--- Image point grounding data ---
>>>>>
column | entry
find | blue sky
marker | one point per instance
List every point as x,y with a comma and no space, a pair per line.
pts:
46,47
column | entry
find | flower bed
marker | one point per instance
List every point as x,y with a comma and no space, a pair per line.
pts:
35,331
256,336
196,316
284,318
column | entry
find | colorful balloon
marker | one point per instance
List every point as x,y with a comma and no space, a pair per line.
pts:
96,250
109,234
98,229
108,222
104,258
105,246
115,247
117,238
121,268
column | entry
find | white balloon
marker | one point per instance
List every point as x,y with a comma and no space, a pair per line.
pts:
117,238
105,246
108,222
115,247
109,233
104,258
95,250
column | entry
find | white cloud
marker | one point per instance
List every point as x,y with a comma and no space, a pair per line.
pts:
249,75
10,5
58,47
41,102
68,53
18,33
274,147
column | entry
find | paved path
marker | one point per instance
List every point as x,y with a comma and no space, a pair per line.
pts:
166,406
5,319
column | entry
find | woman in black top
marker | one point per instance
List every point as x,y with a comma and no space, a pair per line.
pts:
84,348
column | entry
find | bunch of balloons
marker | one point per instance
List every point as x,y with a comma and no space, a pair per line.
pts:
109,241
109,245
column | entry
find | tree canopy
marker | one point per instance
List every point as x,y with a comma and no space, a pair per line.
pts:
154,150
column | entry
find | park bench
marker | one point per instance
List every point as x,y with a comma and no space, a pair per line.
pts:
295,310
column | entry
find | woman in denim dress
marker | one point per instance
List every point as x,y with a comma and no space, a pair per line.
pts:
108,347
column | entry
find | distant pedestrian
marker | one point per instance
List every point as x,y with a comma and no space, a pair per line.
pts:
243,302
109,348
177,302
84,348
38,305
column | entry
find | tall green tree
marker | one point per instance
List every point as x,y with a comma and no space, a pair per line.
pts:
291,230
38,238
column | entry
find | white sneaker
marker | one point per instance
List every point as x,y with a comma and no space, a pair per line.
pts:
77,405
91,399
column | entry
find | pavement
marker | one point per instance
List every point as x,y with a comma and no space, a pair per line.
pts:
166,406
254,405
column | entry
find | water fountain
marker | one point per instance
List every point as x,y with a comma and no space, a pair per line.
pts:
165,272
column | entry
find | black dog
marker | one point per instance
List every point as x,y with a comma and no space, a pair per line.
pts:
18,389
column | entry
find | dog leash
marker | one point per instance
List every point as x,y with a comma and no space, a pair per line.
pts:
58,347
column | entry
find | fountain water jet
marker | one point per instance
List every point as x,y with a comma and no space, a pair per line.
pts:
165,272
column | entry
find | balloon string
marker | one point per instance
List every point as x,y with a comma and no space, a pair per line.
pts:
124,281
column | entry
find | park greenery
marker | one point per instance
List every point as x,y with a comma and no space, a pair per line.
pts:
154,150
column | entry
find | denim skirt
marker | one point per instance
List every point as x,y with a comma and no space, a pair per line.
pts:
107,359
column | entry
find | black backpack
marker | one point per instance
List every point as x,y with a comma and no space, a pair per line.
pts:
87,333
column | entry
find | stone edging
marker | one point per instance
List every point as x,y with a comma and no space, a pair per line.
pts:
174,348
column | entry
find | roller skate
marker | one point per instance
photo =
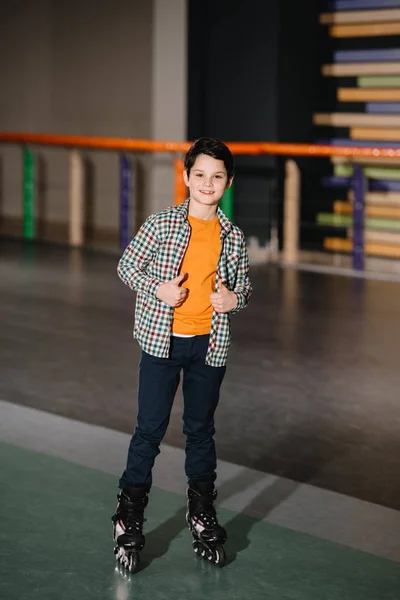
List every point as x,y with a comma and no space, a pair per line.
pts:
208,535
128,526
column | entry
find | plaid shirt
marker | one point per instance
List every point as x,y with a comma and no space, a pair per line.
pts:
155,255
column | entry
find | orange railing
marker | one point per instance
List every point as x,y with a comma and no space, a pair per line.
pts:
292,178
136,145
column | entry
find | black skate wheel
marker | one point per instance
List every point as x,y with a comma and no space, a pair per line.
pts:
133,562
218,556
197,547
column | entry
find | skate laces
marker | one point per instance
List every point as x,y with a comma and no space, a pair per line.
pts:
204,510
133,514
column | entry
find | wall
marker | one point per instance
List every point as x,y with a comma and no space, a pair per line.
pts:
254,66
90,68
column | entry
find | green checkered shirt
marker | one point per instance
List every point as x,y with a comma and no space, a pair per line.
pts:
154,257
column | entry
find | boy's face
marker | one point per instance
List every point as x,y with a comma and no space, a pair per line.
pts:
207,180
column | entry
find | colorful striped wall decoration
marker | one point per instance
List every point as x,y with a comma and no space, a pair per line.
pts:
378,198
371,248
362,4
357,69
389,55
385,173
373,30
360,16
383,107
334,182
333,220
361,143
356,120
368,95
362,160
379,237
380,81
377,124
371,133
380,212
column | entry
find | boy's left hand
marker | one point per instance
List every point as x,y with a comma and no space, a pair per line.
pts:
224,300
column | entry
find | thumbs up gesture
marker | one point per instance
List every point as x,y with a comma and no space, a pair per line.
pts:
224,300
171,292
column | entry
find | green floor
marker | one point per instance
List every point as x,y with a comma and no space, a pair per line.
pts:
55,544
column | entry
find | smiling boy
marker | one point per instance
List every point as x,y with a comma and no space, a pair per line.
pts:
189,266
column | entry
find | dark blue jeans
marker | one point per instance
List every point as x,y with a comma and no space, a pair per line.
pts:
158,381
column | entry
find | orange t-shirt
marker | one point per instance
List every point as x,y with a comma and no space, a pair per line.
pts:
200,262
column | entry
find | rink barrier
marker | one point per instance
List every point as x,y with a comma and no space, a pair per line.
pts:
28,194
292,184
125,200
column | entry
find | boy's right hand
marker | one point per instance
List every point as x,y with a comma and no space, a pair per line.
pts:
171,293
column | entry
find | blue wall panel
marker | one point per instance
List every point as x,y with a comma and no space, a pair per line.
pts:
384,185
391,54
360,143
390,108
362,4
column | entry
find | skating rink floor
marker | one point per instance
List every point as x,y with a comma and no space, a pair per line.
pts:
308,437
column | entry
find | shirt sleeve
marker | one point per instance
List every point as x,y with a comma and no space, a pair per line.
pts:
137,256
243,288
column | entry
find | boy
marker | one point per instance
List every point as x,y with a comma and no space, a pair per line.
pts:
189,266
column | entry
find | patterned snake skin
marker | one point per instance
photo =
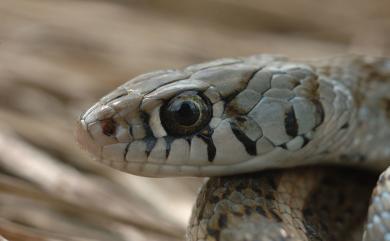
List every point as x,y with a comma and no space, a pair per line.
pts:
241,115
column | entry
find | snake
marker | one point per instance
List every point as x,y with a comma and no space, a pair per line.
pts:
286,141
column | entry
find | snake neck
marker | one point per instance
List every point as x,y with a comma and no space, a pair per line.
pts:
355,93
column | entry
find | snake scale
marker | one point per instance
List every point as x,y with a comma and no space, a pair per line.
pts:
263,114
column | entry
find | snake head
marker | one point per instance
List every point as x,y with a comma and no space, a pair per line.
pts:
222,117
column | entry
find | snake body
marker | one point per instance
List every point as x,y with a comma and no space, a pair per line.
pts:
<<<<<
>>>>>
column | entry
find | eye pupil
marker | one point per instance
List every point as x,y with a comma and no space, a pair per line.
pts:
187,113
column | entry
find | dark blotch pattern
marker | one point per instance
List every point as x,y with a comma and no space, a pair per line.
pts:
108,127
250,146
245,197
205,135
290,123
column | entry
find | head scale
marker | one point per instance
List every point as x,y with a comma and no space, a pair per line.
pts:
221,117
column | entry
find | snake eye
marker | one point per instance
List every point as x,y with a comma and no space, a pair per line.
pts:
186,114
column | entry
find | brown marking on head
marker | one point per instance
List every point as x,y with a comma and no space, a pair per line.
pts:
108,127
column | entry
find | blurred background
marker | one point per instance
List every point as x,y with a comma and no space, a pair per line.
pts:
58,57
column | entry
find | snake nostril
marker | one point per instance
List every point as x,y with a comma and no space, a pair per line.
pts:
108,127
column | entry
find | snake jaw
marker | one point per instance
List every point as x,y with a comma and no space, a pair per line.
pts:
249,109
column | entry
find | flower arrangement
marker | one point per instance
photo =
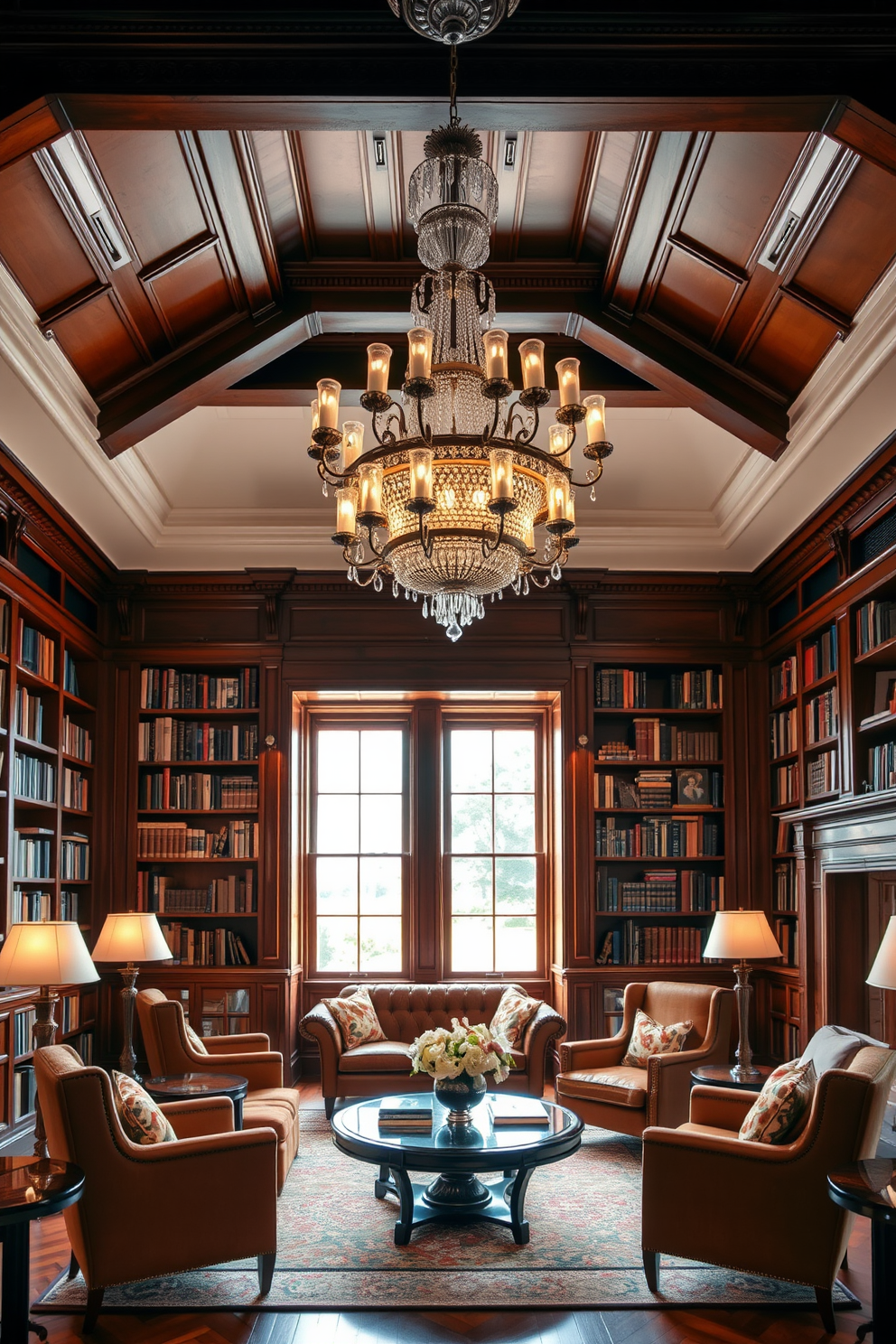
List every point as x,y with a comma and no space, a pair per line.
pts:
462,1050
<<<<<
--- What to work on ---
In the records above, find each line holding "flower" and copy it.

--- Exercise result ---
find | flower bed
find | flower arrangement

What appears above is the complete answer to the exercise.